> Task details:
Reproduce all of the material below with every occurrence of "Return format" changed to "Output format" and nothing else altered. Omit the pictures from your output.

╭─ Input data

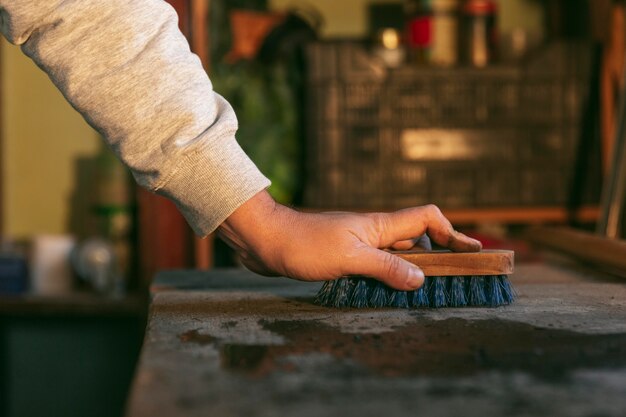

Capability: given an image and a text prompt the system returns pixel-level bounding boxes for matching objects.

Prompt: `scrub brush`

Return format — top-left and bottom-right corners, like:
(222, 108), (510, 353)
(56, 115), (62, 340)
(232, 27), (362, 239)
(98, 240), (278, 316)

(315, 250), (516, 308)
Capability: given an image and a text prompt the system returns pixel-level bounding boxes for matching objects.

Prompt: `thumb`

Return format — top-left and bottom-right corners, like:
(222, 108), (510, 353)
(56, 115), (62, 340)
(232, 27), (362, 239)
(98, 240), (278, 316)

(355, 247), (424, 291)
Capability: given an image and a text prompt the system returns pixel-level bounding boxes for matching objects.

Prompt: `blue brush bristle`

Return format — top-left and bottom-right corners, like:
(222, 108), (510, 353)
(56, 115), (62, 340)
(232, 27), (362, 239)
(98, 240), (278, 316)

(369, 282), (389, 307)
(315, 281), (335, 306)
(448, 277), (467, 307)
(315, 275), (516, 308)
(497, 275), (517, 304)
(350, 279), (369, 308)
(485, 277), (504, 307)
(389, 290), (409, 308)
(332, 278), (354, 308)
(411, 282), (428, 308)
(468, 276), (487, 307)
(428, 277), (448, 308)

╰─

> Solution to this exercise:
Capability: given an image and a text prompt the system returns pixel-level bounding boxes for matching objects.

Prompt: `scrub brush`

Output format — top-left and bottom-right corners, like:
(222, 108), (510, 353)
(56, 115), (62, 340)
(232, 27), (362, 239)
(98, 240), (278, 316)

(315, 250), (516, 308)
Capability: given an image and a text prompt the system returns pixel-level bounding boxes for matching objects.

Prompt: `thumb`

Output format — top-left and bottom-right corners, like:
(222, 108), (510, 353)
(56, 115), (62, 340)
(232, 27), (362, 239)
(98, 240), (278, 316)

(355, 247), (424, 291)
Capability: given an image and a text prompt the system returns pixel-level bounding boxes for matching objects.

Prompt: `blue brush bristle`

Output format — top-left and bottom-right corners, like:
(222, 108), (510, 353)
(56, 115), (62, 340)
(232, 27), (362, 239)
(98, 240), (278, 316)

(369, 282), (389, 307)
(315, 281), (335, 306)
(448, 277), (467, 307)
(315, 275), (516, 308)
(497, 275), (517, 304)
(350, 279), (369, 308)
(485, 277), (504, 307)
(389, 290), (409, 308)
(332, 278), (354, 308)
(411, 282), (428, 308)
(468, 276), (487, 307)
(428, 277), (448, 308)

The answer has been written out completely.